-- Start of Task material --

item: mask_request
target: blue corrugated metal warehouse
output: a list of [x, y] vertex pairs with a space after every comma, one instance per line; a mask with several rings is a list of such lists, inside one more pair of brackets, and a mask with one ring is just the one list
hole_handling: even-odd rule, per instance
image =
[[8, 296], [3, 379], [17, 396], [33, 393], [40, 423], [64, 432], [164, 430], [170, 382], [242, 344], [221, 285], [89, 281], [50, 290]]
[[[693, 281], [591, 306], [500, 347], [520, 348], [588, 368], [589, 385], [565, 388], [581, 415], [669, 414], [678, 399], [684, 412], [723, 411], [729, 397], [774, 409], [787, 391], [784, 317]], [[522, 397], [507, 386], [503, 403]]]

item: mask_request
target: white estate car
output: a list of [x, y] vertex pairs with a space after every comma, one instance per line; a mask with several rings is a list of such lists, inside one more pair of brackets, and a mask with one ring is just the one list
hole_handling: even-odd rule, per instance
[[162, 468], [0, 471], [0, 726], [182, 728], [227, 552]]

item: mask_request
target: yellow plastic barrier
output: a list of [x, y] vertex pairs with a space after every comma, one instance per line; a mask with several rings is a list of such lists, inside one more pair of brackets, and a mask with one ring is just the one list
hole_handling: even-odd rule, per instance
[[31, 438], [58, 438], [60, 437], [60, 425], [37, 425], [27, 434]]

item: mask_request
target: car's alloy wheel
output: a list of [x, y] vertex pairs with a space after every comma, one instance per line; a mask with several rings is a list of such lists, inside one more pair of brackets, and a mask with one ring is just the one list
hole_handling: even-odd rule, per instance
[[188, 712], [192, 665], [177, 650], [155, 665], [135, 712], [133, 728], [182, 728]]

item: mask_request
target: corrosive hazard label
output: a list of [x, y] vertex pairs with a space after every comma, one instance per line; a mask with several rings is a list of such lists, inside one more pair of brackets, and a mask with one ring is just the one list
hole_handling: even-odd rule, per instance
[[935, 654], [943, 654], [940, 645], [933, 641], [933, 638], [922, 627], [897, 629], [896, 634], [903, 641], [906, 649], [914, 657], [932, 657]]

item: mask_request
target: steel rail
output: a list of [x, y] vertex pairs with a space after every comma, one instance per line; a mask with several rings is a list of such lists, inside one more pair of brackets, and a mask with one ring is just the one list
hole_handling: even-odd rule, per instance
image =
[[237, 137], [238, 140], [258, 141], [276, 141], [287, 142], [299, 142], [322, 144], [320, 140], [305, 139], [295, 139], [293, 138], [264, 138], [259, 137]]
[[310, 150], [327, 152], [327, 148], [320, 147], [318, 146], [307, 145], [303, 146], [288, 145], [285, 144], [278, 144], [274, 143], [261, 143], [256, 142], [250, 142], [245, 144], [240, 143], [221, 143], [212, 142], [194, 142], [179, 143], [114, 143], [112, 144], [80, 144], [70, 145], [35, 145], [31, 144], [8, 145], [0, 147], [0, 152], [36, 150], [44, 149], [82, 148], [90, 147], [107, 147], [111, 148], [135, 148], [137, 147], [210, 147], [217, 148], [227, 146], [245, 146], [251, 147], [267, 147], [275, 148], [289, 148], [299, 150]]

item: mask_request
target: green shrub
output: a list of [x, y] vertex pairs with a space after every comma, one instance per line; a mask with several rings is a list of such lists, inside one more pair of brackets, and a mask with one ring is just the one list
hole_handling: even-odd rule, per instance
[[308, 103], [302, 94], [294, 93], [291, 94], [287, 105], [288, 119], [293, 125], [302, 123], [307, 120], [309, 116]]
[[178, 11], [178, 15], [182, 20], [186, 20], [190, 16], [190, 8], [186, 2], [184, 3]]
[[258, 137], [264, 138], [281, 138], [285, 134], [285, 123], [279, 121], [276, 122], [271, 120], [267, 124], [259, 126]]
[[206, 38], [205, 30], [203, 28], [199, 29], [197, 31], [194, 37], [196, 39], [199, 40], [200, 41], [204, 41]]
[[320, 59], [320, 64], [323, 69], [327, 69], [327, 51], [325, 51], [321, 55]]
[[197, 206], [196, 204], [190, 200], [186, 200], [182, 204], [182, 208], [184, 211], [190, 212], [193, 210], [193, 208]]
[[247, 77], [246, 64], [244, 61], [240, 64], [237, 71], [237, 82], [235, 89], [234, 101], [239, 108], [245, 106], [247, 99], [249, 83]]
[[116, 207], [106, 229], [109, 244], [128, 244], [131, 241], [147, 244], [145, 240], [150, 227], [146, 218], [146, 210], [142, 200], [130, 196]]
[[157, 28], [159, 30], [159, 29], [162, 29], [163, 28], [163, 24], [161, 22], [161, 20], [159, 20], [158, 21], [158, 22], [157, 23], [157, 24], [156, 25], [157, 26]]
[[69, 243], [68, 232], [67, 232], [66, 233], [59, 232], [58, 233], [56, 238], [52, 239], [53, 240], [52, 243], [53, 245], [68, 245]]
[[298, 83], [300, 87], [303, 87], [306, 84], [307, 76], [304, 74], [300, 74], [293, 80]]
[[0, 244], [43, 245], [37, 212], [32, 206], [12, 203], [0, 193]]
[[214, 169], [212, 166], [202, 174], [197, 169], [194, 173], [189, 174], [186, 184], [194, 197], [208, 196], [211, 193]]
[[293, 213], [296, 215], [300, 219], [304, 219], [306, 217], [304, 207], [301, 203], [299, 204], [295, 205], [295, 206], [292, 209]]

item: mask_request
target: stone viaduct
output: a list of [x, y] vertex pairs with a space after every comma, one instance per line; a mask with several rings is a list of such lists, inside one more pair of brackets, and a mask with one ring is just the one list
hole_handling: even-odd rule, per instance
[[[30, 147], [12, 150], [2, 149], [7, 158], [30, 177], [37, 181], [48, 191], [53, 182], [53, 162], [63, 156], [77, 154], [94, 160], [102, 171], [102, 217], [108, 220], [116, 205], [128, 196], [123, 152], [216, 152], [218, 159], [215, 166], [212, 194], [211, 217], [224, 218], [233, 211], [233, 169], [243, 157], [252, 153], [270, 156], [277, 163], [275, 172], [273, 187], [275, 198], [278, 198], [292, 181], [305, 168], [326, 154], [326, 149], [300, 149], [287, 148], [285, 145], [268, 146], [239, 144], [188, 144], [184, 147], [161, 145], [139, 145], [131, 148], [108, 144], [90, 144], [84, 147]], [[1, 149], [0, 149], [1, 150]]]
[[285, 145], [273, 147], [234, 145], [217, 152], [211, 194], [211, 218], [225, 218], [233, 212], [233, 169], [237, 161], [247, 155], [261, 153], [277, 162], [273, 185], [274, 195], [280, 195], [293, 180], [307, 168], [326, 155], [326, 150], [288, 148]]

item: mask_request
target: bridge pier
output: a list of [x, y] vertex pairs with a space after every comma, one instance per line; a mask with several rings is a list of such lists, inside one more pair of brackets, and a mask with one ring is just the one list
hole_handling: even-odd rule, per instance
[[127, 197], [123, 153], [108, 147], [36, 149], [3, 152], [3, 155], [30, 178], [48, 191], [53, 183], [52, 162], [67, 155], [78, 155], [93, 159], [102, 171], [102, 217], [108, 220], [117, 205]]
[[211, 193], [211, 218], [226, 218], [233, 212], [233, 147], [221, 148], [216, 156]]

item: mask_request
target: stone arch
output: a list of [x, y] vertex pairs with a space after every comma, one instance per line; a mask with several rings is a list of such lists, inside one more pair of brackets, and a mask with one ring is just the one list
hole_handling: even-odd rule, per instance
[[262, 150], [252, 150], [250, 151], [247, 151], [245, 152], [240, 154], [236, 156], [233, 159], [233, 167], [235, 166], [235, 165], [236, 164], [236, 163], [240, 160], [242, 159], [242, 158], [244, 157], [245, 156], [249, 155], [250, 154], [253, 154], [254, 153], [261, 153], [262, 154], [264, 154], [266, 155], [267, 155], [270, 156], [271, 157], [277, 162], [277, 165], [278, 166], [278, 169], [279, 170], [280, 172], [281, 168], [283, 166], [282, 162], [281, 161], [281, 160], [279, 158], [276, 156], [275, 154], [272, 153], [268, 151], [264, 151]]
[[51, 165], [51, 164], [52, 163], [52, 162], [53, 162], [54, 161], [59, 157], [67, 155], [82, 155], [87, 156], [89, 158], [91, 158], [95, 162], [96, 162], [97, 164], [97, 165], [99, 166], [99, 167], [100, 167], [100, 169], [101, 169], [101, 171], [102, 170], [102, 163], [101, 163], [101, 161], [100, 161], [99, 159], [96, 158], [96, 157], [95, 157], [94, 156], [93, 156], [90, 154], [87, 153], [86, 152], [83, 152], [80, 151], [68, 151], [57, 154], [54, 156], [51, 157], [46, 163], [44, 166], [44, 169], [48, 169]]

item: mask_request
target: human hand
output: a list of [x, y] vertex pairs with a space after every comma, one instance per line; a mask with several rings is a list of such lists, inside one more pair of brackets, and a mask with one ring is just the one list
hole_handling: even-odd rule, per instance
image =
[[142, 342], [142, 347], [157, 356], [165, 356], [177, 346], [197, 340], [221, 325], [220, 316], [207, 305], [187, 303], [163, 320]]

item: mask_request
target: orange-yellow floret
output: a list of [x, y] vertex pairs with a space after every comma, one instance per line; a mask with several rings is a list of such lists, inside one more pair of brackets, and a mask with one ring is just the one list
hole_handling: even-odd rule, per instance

-- End of Task material --

• [Goal of the exercise]:
Reproduce the entries verbatim, starting from the first line and stopping after the line that contains "728], [182, 728]]".

• [Written reply]:
item: mask_request
target: blue corrugated metal warehouse
output: a list of [x, y] vertex pairs with a space after every comma, one instance per line; a mask with several rings is a list of such lists, inside one more pair of brackets, and a mask with one ring is just the one list
hole_handling: even-odd rule, per instance
image =
[[8, 296], [3, 379], [17, 396], [33, 393], [40, 423], [64, 432], [164, 430], [170, 382], [242, 344], [221, 285], [89, 281], [50, 290]]
[[[693, 281], [591, 306], [500, 347], [520, 348], [588, 368], [589, 385], [565, 388], [581, 415], [669, 414], [678, 399], [684, 412], [723, 411], [729, 397], [774, 409], [787, 391], [784, 317]], [[522, 397], [507, 386], [503, 403]]]

item: mask_request
target: white estate car
output: a list of [x, y] vertex pairs with a space after every comma, one instance per line; a mask with several rings is a list of such lists, inside one more pair of brackets, and a mask with one ring is just the one list
hole_handling: even-odd rule, per instance
[[162, 468], [0, 471], [0, 726], [182, 728], [227, 552]]

item: mask_request
target: yellow plastic barrier
output: a list of [x, y] vertex pairs with a space after every comma, one instance per line; a mask with several rings is a list of such lists, inside one more pair of brackets, and a mask with one ring is just the one list
hole_handling: even-odd rule, per instance
[[31, 438], [58, 438], [60, 437], [60, 425], [37, 425], [27, 434]]

item: mask_request
target: car's alloy wheel
output: a list of [x, y] vertex pairs with a space after every comma, one instance per line; a mask with several rings is a list of such lists, inside one more pair of brackets, and a mask with one ring is just the one list
hole_handling: even-odd rule, per instance
[[188, 712], [192, 665], [177, 650], [155, 665], [135, 712], [133, 728], [182, 728]]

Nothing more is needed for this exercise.